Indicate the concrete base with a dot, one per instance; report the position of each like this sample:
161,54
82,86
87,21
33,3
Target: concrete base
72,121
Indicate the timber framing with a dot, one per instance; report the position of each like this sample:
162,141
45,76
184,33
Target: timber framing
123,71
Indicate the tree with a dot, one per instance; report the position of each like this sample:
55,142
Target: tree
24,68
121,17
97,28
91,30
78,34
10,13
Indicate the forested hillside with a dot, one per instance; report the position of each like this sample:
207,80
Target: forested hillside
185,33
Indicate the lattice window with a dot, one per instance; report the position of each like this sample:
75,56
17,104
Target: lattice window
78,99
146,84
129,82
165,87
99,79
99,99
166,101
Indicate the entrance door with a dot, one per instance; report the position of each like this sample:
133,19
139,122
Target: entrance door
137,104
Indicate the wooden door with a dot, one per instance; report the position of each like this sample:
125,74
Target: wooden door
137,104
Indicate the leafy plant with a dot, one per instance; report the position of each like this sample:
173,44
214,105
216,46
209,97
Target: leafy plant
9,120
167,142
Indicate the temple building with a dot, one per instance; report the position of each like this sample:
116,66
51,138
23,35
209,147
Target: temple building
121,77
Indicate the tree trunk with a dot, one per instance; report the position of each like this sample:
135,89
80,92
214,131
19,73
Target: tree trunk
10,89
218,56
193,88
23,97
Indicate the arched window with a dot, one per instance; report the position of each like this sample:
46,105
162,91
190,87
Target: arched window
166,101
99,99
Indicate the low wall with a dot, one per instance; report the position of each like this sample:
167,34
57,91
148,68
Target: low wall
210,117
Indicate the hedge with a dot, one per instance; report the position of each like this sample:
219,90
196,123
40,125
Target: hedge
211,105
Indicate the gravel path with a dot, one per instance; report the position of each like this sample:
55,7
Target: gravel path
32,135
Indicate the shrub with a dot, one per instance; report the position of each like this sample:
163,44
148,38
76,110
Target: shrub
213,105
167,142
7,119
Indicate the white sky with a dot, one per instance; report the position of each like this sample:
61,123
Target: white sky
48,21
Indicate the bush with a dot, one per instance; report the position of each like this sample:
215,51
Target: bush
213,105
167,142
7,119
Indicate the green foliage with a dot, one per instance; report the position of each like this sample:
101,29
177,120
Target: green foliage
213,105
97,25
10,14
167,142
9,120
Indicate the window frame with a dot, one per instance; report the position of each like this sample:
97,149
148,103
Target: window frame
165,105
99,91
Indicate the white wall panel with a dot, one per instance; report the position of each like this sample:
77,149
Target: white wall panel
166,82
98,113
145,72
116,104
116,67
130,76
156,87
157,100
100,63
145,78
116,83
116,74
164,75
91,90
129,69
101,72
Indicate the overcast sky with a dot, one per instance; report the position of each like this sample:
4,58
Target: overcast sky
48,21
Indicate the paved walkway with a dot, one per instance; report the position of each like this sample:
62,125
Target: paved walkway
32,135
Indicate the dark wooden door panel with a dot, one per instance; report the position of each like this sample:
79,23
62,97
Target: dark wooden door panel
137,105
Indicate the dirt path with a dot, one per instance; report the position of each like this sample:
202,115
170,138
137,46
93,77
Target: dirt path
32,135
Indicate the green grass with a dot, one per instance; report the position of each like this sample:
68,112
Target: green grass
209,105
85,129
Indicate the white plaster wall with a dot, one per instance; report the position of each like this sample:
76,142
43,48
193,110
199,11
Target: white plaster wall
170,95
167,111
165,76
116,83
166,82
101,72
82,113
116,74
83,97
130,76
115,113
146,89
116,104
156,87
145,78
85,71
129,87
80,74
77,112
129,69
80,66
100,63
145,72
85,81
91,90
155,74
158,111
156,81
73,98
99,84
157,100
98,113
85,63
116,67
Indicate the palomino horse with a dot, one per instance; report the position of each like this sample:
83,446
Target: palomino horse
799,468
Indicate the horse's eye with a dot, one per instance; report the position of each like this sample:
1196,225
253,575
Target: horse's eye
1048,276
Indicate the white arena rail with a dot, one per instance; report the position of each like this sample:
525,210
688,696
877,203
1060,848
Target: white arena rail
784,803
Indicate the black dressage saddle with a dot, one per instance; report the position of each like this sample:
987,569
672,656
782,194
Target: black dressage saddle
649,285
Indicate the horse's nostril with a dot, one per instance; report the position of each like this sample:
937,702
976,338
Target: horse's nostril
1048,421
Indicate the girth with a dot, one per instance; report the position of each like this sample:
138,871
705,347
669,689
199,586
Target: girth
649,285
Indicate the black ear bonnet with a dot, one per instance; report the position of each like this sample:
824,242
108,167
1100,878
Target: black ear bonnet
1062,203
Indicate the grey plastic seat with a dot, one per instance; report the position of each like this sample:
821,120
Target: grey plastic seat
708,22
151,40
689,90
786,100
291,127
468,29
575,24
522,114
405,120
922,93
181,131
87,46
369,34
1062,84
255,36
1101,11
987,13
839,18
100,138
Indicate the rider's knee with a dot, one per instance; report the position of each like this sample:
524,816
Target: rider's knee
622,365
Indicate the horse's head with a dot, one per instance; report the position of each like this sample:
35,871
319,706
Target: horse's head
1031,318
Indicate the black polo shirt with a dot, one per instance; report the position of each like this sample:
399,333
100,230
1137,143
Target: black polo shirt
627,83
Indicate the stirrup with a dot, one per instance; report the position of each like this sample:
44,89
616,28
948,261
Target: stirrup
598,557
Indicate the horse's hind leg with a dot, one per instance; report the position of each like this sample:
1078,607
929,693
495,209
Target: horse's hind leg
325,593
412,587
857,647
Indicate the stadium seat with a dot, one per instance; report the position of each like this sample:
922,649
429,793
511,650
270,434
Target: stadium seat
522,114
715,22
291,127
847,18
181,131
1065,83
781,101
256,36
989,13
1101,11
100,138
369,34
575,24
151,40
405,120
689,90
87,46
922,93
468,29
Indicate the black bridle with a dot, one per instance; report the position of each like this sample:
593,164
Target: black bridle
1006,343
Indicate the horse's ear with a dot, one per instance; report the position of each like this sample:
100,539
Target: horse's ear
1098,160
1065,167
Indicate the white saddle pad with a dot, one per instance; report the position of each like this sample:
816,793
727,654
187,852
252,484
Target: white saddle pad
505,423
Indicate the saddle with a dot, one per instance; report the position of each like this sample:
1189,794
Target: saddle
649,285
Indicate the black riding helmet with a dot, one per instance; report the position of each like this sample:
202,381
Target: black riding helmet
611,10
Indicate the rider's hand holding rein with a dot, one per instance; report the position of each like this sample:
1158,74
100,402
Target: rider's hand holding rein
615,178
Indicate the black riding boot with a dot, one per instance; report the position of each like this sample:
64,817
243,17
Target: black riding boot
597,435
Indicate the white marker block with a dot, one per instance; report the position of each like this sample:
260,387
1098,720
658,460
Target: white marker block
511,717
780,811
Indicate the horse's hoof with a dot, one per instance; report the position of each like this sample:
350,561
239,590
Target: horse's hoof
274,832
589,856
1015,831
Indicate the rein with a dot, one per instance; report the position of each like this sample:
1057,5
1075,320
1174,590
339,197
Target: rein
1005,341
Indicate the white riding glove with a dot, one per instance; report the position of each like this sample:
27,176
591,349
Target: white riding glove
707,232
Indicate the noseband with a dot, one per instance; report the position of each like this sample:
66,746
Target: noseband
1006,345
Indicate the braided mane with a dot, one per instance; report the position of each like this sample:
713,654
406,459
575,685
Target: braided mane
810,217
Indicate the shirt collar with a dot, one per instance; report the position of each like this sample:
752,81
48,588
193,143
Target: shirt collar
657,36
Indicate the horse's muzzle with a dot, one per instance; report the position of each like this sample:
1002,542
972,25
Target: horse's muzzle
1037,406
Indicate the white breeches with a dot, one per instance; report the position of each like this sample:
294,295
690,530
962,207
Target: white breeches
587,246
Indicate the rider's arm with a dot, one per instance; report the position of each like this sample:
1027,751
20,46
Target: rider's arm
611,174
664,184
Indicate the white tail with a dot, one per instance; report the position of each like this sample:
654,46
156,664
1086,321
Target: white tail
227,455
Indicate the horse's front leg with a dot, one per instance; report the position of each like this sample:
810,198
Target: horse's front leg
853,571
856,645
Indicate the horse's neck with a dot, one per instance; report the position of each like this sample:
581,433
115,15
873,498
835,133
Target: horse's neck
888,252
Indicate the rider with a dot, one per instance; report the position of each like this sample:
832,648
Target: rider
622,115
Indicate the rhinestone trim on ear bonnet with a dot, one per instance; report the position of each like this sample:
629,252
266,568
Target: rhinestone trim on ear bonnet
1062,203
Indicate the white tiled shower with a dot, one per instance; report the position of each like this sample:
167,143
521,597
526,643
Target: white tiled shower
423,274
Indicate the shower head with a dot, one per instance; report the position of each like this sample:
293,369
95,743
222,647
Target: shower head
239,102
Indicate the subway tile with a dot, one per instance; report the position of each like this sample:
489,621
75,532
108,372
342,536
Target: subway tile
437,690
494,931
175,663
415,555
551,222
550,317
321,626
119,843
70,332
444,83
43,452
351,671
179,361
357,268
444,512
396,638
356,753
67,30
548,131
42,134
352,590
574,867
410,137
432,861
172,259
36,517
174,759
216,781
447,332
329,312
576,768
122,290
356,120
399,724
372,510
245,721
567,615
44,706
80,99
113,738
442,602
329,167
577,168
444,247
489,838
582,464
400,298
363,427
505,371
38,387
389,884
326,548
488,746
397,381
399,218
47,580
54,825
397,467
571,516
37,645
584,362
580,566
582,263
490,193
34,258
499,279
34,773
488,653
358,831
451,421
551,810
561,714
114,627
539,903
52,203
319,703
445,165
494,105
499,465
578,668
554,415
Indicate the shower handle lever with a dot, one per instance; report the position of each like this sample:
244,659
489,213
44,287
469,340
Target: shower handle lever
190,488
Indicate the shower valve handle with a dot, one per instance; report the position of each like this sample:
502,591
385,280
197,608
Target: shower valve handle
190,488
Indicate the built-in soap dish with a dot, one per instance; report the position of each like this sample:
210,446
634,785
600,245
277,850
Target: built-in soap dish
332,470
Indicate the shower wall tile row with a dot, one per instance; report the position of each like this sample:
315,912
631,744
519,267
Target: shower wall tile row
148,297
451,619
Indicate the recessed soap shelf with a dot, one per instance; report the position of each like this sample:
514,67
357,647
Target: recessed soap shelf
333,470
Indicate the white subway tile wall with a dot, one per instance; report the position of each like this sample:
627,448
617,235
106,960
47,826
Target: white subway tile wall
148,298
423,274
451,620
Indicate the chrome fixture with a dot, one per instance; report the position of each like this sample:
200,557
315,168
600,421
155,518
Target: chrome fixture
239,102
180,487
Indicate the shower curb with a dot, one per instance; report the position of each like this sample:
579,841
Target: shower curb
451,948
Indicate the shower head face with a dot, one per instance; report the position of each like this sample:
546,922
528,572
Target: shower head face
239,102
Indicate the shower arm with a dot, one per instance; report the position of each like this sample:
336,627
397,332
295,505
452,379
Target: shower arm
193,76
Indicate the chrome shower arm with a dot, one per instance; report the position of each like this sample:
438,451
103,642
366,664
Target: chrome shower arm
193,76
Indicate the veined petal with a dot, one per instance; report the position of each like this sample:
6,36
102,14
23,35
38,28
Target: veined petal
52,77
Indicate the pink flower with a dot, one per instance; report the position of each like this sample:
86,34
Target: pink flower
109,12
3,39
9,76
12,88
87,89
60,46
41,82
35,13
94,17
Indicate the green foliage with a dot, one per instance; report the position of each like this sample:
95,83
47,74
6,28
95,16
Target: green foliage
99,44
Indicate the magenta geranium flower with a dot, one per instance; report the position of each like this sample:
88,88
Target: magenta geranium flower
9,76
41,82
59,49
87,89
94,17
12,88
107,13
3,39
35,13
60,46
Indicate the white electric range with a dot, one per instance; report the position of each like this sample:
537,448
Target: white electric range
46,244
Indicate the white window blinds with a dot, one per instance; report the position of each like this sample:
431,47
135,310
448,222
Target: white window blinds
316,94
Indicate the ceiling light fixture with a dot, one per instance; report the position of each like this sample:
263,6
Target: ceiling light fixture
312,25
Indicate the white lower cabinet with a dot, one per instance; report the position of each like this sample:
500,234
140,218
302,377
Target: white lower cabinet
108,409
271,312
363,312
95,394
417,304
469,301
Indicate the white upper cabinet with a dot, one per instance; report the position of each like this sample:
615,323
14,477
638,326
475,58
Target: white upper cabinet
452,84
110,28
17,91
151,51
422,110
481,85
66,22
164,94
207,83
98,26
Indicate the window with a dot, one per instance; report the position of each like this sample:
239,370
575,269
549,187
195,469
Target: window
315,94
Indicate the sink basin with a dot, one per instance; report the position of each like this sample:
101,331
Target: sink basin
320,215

#####

§ Exercise requirements:
Your task for the entries above: copy exactly the span starting with the line with "Target: black bridle" and going on through the line with "Indicate the saddle", both lines included, and nothing else.

§ Problem solution:
Target: black bridle
1006,343
Indicate the horse's ear with a dot, one per instance; report the position of each like this sample:
100,539
Target: horse's ear
1098,160
1065,167
Indicate the white saddle pad with a dot, one per instance; report the position of each like this sample:
816,793
727,654
187,852
252,484
Target: white saddle pad
505,423
Indicate the saddle with a dot, one per instance; report the position of each like this sample:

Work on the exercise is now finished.